## BEGIN PROVIDED RECORDS

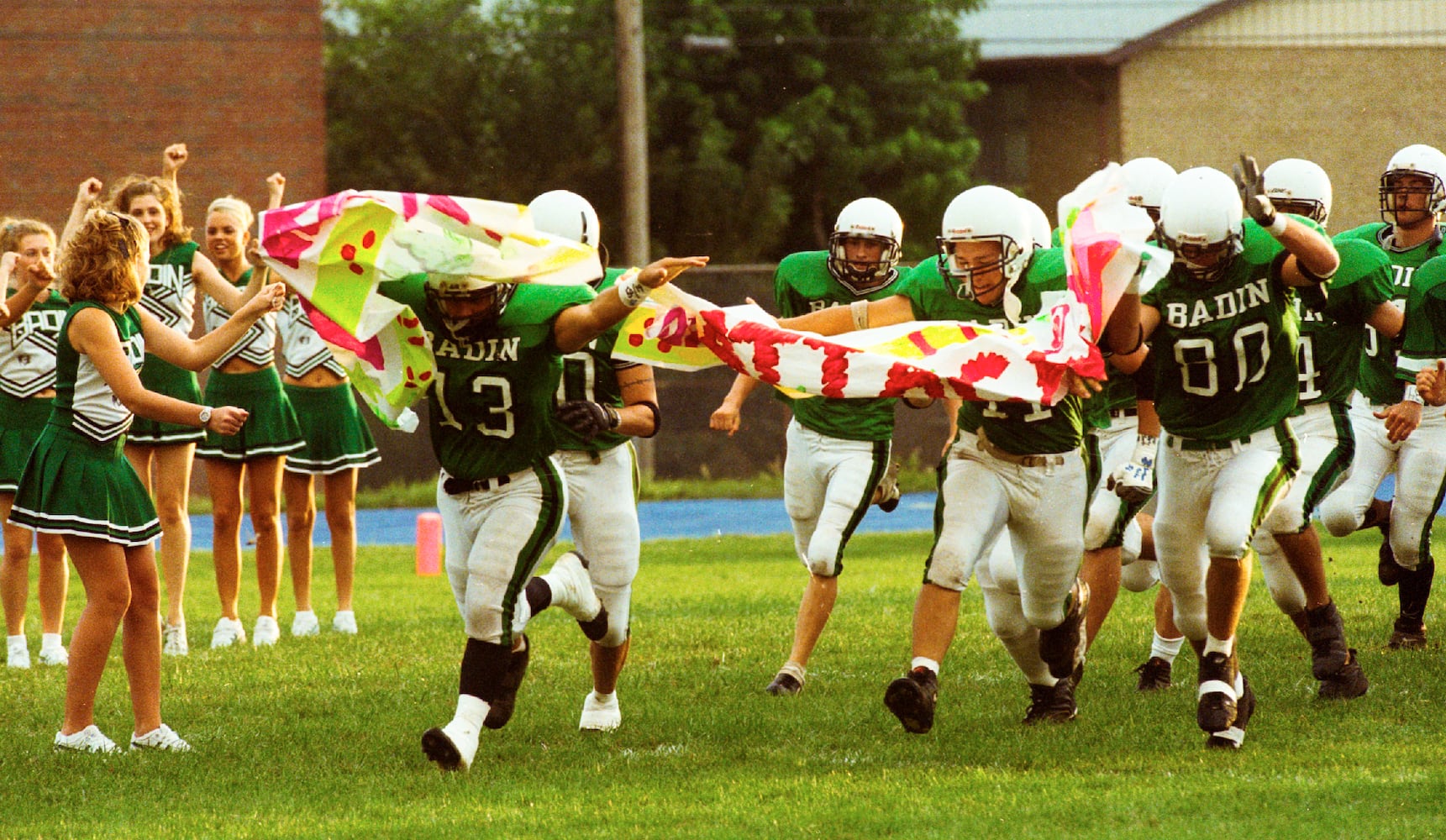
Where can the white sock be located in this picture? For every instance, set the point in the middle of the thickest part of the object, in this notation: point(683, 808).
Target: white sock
point(1213, 645)
point(471, 710)
point(1167, 649)
point(792, 669)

## END PROVIDED RECORDS

## EXERCISE BRIEF
Rewrite the records, changing every "white sock" to "gray sock" and keeping everything else the same. Leave the pictures out of your output.

## ANSWER TO THIS PROBLEM
Where can the gray sock be located in this picture? For every instance, set the point in the middle of the thickest part of the object, in this notation: point(683, 808).
Target: gray sock
point(1213, 645)
point(471, 710)
point(1167, 649)
point(792, 669)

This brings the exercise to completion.